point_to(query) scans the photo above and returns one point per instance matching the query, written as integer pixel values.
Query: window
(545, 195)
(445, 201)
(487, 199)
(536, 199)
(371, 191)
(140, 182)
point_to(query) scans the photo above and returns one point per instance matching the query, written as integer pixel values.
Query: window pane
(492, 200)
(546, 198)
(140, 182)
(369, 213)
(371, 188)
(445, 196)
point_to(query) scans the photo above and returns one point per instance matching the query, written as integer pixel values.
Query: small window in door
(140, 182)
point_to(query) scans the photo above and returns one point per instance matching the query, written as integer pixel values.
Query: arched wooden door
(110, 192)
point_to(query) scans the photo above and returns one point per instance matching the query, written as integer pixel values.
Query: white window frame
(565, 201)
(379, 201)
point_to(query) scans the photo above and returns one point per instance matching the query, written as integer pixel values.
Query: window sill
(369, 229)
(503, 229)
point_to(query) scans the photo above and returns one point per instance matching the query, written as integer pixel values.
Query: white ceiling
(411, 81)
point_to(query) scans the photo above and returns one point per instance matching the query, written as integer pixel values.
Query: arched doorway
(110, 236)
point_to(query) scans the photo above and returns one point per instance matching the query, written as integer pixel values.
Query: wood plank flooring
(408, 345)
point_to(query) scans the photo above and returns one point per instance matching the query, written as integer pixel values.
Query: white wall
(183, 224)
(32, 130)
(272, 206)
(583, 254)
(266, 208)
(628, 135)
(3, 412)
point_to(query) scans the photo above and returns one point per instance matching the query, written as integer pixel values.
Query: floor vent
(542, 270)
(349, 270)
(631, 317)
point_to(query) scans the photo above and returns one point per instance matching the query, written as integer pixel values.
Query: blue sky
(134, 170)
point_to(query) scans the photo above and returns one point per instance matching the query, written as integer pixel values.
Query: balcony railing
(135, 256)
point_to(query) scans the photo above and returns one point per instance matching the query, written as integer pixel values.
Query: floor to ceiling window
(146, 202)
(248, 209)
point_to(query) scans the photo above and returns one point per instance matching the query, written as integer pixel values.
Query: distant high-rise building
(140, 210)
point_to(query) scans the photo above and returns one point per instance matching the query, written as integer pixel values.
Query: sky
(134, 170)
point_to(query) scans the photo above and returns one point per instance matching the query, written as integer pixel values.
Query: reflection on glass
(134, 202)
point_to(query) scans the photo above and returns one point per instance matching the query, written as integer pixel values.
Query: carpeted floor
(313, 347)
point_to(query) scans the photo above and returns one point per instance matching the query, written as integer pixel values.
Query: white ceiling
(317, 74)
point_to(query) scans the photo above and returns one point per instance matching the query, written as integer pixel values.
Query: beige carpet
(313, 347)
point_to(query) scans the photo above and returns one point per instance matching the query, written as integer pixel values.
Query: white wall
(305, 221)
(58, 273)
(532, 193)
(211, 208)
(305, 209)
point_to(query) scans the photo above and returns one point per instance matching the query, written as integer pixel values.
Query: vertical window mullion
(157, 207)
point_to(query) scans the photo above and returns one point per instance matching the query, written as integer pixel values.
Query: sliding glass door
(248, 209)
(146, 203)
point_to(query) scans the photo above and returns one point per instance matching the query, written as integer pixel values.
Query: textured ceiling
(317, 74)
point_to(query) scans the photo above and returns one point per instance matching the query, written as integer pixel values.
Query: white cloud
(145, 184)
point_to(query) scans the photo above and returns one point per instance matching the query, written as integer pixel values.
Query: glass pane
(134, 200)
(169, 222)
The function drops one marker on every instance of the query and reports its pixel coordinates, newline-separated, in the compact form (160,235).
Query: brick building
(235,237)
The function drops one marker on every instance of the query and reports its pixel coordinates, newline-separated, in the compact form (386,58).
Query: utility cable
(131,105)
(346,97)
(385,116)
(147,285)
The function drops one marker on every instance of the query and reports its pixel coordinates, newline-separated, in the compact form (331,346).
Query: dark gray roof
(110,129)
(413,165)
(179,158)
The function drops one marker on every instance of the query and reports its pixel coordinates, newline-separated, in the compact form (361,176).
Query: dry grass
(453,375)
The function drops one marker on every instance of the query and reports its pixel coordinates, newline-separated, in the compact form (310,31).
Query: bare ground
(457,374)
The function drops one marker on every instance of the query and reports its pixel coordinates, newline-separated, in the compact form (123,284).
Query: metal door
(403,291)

▸ **WHAT IS NEEDED**
Above are the entries; give them back verbatim.

▸ **ANSWER SPACE**
point_to(query) scans the photo above and returns one point per instance matching the query, written as integer pixel values.
Query: window
(545, 195)
(445, 201)
(487, 199)
(536, 199)
(371, 191)
(140, 182)
point_to(query) scans the photo above and returns one point per instance matching the query, written as integer pixel values.
Query: window pane
(492, 200)
(546, 198)
(140, 182)
(369, 213)
(371, 188)
(445, 196)
point_to(query) scans the photo above and returns one point per instance matching the query, written as integer pixel values.
Query: small window in door
(140, 182)
point_to(query) scans the photo above and returns one point per instance matching the query, written as integer pixel values.
Query: arched wooden door
(110, 192)
point_to(query) scans the photo above and returns one point per instance matching the query, written as integer pixel values.
Query: white window frame
(565, 201)
(379, 201)
point_to(query) scans the photo above and returns one point per instance matching the query, written as integer pixel values.
Query: window sill
(369, 229)
(503, 229)
point_to(query) scans the photo above and returns one point per instance matching the query, written as integer pixel values.
Query: white ceiling
(411, 81)
point_to(query) scans the photo above and returns one point per instance matching the query, written as integer pixel values.
Query: arched doorway
(110, 236)
point_to(query) scans the photo above and returns one point per instance matching the query, written as integer pixel values.
Query: wood plank flooring
(408, 345)
point_to(query) scans the photo above and returns one point per instance matching the query, written as integer pixel values.
Query: white wall
(183, 224)
(32, 130)
(272, 206)
(583, 254)
(266, 208)
(628, 135)
(3, 412)
point_to(query) scans the photo above and returns one point per instance matching the query, written as integer pixel values.
Query: floor vent
(542, 270)
(349, 270)
(631, 317)
point_to(query) scans the photo above and returns one point per instance matching the query, written as integer pixel values.
Query: blue sky
(134, 170)
point_to(query) scans the photo above and returns one point per instance matching the query, written as integer pixel values.
Query: balcony railing
(135, 256)
point_to(query) scans the photo above and returns one point per instance matching the query, written as integer pixel values.
Query: floor to ceiling window
(146, 202)
(248, 209)
point_to(query) scans the photo above and returns one point per instance matching the query, written as integer pixel values.
Query: distant high-rise building
(140, 210)
point_to(query) scans the photo above and returns one point per instance matching the query, written as integer pixel values.
Query: sky
(134, 170)
point_to(query) scans the photo above and returns one point per instance matching the query, written as integer pixel values.
Query: reflection on glass
(134, 202)
point_to(query) scans the photo above and returns one point per instance matching the query, written as integer pixel values.
Query: carpeted floor
(313, 347)
point_to(query) scans the photo above and returns one point per instance matching the query, written as integer pixel values.
Query: white ceiling
(317, 74)
point_to(query) scans the photo above and returns one point per instance matching the query, written as integer pixel values.
Query: beige carpet
(313, 347)
point_to(query) scans the photo above and returns one point per instance matching the query, written as integer pixel values.
Query: white wall
(305, 221)
(58, 273)
(532, 193)
(211, 208)
(305, 209)
point_to(query) scans the photo above and returns one point per instance matching the query, written as integer pixel values.
Query: vertical window mullion
(157, 207)
point_to(query) scans the photo above and returns one point per instance matching the query, written as integer pixel values.
Query: sliding glass door
(248, 209)
(146, 203)
point_to(query) scans the photo above and returns one point per instance matching the query, written as integer pixel values.
Query: textured ceiling
(317, 74)
point_to(query) scans the photo above and returns one point per instance matching the query, written as integer pixel values.
Query: white cloud
(145, 184)
point_to(query) scans the photo above and returns one point per instance matching the query, written as integer pixel values.
Query: glass pane
(134, 200)
(169, 222)
The function drops one marker on every instance of the query and reports its pixel coordinates, newline-separated, in the compact form (160,235).
Query: brick building
(235,237)
The function drops one marker on every instance of the query and reports its pixel coordinates, newline-separated, in the compact form (386,58).
Query: utility cable
(131,105)
(346,97)
(385,116)
(147,285)
The function drops one marker on every instance of the query and reports its pixel coordinates, newline-separated, in the compact form (331,346).
Query: dark gray roof
(110,129)
(413,165)
(179,158)
The function drops one marker on every instance of the query and reports its pixel coordinates, newline-separated, in the compact form (361,176).
Query: dry grass
(453,375)
The function drops one marker on every instance of the query and reports its pixel coordinates, newline-separated, in the compact form (310,31).
Query: bare ground
(457,374)
The function drops one marker on every instance of the query and reports its pixel coordinates, newline-separated, in the compact form (123,284).
Query: metal door
(403,291)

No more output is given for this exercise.